Work to complete: Lines before the one containing "Task: put a point on every instance of the apartment" are excluded; print that line and every line after it through the end of the material below, exactly.

Position identification records
┄┄┄┄┄┄

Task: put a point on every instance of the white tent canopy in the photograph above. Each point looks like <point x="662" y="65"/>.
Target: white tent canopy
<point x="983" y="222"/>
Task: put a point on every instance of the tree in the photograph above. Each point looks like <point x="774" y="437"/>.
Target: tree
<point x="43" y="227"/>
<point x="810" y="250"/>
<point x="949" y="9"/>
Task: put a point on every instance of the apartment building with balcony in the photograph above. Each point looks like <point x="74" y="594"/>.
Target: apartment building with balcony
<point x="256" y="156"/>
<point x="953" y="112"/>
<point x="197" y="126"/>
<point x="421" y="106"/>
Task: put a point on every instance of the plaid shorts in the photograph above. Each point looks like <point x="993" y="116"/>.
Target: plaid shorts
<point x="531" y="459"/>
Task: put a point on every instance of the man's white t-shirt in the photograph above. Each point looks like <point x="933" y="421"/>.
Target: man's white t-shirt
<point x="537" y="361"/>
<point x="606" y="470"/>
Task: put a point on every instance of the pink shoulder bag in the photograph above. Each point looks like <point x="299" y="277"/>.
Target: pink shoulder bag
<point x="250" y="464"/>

┄┄┄┄┄┄

Solution for this task:
Task: put a point on every instance of the apartment building with balcony in the photograph above. Each point looks like <point x="74" y="594"/>.
Target: apartment building with balcony
<point x="256" y="156"/>
<point x="953" y="112"/>
<point x="197" y="126"/>
<point x="421" y="106"/>
Task: put a point on every instance of the plaid shorts in the photograph above. Each point looks like <point x="993" y="116"/>.
Target: plaid shorts
<point x="531" y="459"/>
Task: put a point on every instance of the man's white t-shirt in the photograph above. Each point looks like <point x="933" y="421"/>.
Target: man's white t-shirt
<point x="537" y="361"/>
<point x="606" y="470"/>
Task: put a point on every instance of the pink shoulder bag in the photograph above. Each point looks like <point x="299" y="277"/>.
Target: pink shoulder bag
<point x="250" y="464"/>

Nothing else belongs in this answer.